→ **Texto proporcionado**
:::

Conocí al juez Eloy Velasco cuando yo acababa de quitarme el casco de las obras de la Biblioteca Valenciana y él se lo tenía que poner para comenzar las obras de la Ciudad de la Justicia. Así que la BV era el lugar preferido para reuniones importantes de la Dirección General de Justicia que él llevaba. Curiosamente, también conocí allí a la juez Manuela Carmena, cuando formaba parte del Consejo General del Poder Judicial. Cuando la legislatura del 2003 llegaba a su final, coincidimos en la impresionante escalera imperial del monasterio de San Miguel de los Reyes. Allí, el uno sobre un peldaño y el otro dos peldaños más abajo, ya para irnos, nos preguntamos por lo que íbamos a hacer ante la expectativa de que en un par de semanas llegaba Francisco Camps. Me confesó que volvía a la judicatura. No veía la posibilidad de seguir en la Generalitat. Me confesó las horas que había dedicado para sacar adelante la Ciudad de la Justicia y las dificultades que había superado en el proceso. Ahora no había sino que volver cada uno a su sitio.

Desde entonces, sigo su trayectoria con mucha atención, siempre confirmando la idea que me hice de él en aquel entonces, la de un hombre rocoso, mentalmente fuerte, íntegro y dedicado a su trabajo con la fuerza de una genuina convicción. Jamás fue hombre de partido y había aceptado el cargo porque era un reto y por sentido de servicio público. No lo vi ni achicado ni herido ante la situación futura. Sencillamente, se había acabado una etapa. Su sentido de la libertad se conservaba intacto. Por supuesto, yo compartía sus percepciones acerca del sectarismo de lo que iba a venir. Así que nos despedimos con la convicción de que habíamos compartido cierto destino. Trabajar para las instituciones sin esperar nada a cambio.

:::

→ **Material proporcionado**
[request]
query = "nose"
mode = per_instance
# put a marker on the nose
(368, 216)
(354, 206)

:::

→ **Tarea asignada A**
Extrae del texto sobre el juez Eloy Velasco el pasaje que va de "Desde entonces, sigo" a "nada a cambio.", ambos incluidos.
→ **Tarea asignada B**
Por favor, reescribe en forma de lista el párrafo del texto sobre el juez Eloy Velasco que empieza con "Desde entonces, sigo su trayectoria" y conserva sus datos principales.

→ **Respuesta completa A**
Desde entonces, sigo su trayectoria con mucha atención, siempre confirmando la idea que me hice de él en aquel entonces, la de un hombre rocoso, mentalmente fuerte, íntegro y dedicado a su trabajo con la fuerza de una genuina convicción. Jamás fue hombre de partido y había aceptado el cargo porque era un reto y por sentido de servicio público. No lo vi ni achicado ni herido ante la situación futura. Sencillamente, se había acabado una etapa. Su sentido de la libertad se conservaba intacto. Por supuesto, yo compartía sus percepciones acerca del sectarismo de lo que iba a venir. Así que nos despedimos con la convicción de que habíamos compartido cierto destino. Trabajar para las instituciones sin esperar nada a cambio.

→ **Respuesta completa B**
- Desde entonces, quien escribe sigue con mucha atención la trayectoria de Velasco.
- Esa trayectoria confirma la idea que se hizo de él: un hombre rocoso, mentalmente fuerte, íntegro y dedicado a su trabajo por genuina convicción.
- Nunca fue hombre de partido. Aceptó el cargo porque era un reto y por sentido de servicio público.
- No se le vio achicado ni herido ante lo que venía. Simplemente se había acabado una etapa, y su sentido de la libertad seguía intacto.
- Quien escribe compartía sus percepciones sobre el sectarismo de lo que iba a venir.
- Se despidieron convencidos de haber compartido cierto destino: trabajar para las instituciones sin esperar nada a cambio.